--- Given text Enclosed Below ---

31 October 2023

Strasburg Weighs In On Political Persecution In Turkey

In a pivotal judgment delivered by the Grand Chamber, the European Court of Human Rights held that the conviction of Yüksel Yalcinkaya, a former teacher, under Article 314-2 of the Turkish Penal Code (TPC) violated Articles 6,7, and 11 of the Convention. The applicant Yalcinkaya was dismissed from his teaching position via emergency decree. Said decree was enacted during the state of emergency between 2016 and 2018. Later, Yalcinkaya was prosecuted and convicted for his use of a specific app – Bylock – and for his membership in a teachers’ union and an association. Both organizations were also closed down via emergency decree. In Erdogan’s ever more repressive Turkey (or, in contemporary parlance, Türkiye as his government seeks to avoid confusing the country with a North American bird), usage of said app or membership in organizations and unions may lead to arrest. Especially anything that appears remotely related to the oppositional Gulen movement carries the risk of persecution.

The judgment is crucial as it may trigger retrials (and acquittals) of 100,000 individuals who have been convicted for membership in armed terrorist organizations over their links to the Gulen Movement – called FETO/PDY by the Turkish Government – that has been designated a terrorist group. Further, Strasburg’s reading of Article 7 of the Convention, the principle of no punishment without law, is especially noteworthy as the Court identified a violation of Article 7 in only 60 out of its 25,000+ decisions since 1959.

Bylock was an encrypted communication app that was available via Google Play Store and Apple Store. According to a report prepared by a Netherlands-based prominent forensic company FOX-IT, Bylock was in service between March 2014 and February 2016, and it was downloaded more than a hundred thousand times only from the Google Play Store. Since 2016, the Bylock App has been at the center of controversy and human rights violations in Turkey.

--- End of Enclosed Given text ---

**Work item a**
In the records, from the first line to the line with "box: [569, 656, 589, 674]", rename "rough mask" to "coarse mask" and give those lines back with nothing else changed.

--- Data section Enclosed Below ---

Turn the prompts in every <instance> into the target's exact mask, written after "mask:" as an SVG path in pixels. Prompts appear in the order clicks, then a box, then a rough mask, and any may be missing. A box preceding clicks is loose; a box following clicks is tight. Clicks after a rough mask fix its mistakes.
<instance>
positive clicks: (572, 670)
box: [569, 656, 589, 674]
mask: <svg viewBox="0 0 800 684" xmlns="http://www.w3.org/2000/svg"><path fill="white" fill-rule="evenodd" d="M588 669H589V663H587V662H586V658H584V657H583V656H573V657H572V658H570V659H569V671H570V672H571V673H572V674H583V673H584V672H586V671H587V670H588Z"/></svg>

--- End of Enclosed Data section ---

**Work item b**
Reproduce the article on the Strasburg ruling from "The judgment is" to "decisions since 1959.", word for word.

**Written response a**
Turn the prompts in every <instance> into the target's exact mask, written after "mask:" as an SVG path in pixels. Prompts appear in the order clicks, then a box, then a coarse mask, and any may be missing. A box preceding clicks is loose; a box following clicks is tight. Clicks after a coarse mask fix its mistakes.
<instance>
positive clicks: (572, 670)
box: [569, 656, 589, 674]

**Written response b**
The judgment is crucial as it may trigger retrials (and acquittals) of 100,000 individuals who have been convicted for membership in armed terrorist organizations over their links to the Gulen Movement – called FETO/PDY by the Turkish Government – that has been designated a terrorist group. Further, Strasburg’s reading of Article 7 of the Convention, the principle of no punishment without law, is especially noteworthy as the Court identified a violation of Article 7 in only 60 out of its 25,000+ decisions since 1959.